*Instructions to follow*
Repeat each record exactly. Any picture gets left out.

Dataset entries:
******************************
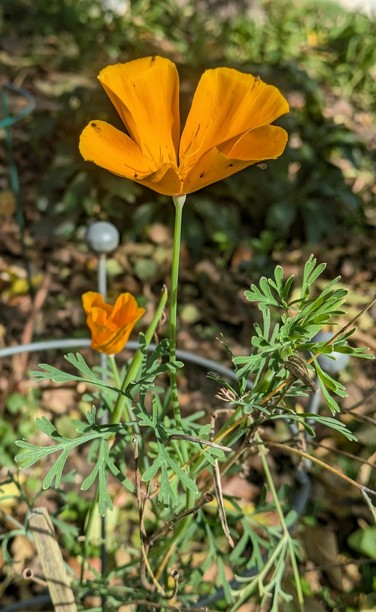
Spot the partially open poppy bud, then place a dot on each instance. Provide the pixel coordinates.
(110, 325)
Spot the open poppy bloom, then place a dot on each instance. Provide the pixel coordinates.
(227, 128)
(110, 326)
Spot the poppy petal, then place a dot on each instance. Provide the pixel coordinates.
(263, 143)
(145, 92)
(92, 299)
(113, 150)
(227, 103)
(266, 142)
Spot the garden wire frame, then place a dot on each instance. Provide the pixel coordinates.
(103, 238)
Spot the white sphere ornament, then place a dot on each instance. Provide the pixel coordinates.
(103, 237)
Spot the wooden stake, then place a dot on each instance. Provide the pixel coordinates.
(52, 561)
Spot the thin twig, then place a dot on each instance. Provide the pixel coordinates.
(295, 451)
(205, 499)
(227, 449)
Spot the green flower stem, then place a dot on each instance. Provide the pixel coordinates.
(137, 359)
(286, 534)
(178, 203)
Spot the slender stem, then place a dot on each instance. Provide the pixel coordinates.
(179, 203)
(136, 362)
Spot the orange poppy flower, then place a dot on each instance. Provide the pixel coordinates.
******************************
*Solved exercise*
Spot the partially open poppy bud, then place a dot on each instance. Provide the pixel coordinates.
(110, 325)
Spot the open poppy bloom, then place a dot on each instance. Provide the pixel coordinates.
(227, 128)
(110, 326)
Spot the poppy petal, then place a dot on each instance. Provide the pixel coordinates.
(263, 143)
(145, 92)
(92, 299)
(113, 150)
(227, 103)
(266, 142)
Spot the garden wire frame, then place a dot on each instance. Provide the pixel coordinates.
(103, 238)
Spot the white sphere ornament, then place a dot on each instance. Provide the pixel coordinates.
(103, 237)
Spot the wooden stake, then place a dot on each instance. Provide the pixel coordinates.
(52, 561)
Spot the thin twig, then place a dot on each instance. Provide the pixel coordinates.
(295, 451)
(205, 499)
(227, 449)
Spot the green flower stem, then place a dot on each instance. Provide the pixel coordinates.
(137, 359)
(286, 534)
(178, 203)
Spot the slender stem, then place a dot on each instance. Provide the pixel coordinates.
(179, 203)
(136, 362)
Spot the orange poppy flower, then place a dot on each instance. Provide the pixel coordinates.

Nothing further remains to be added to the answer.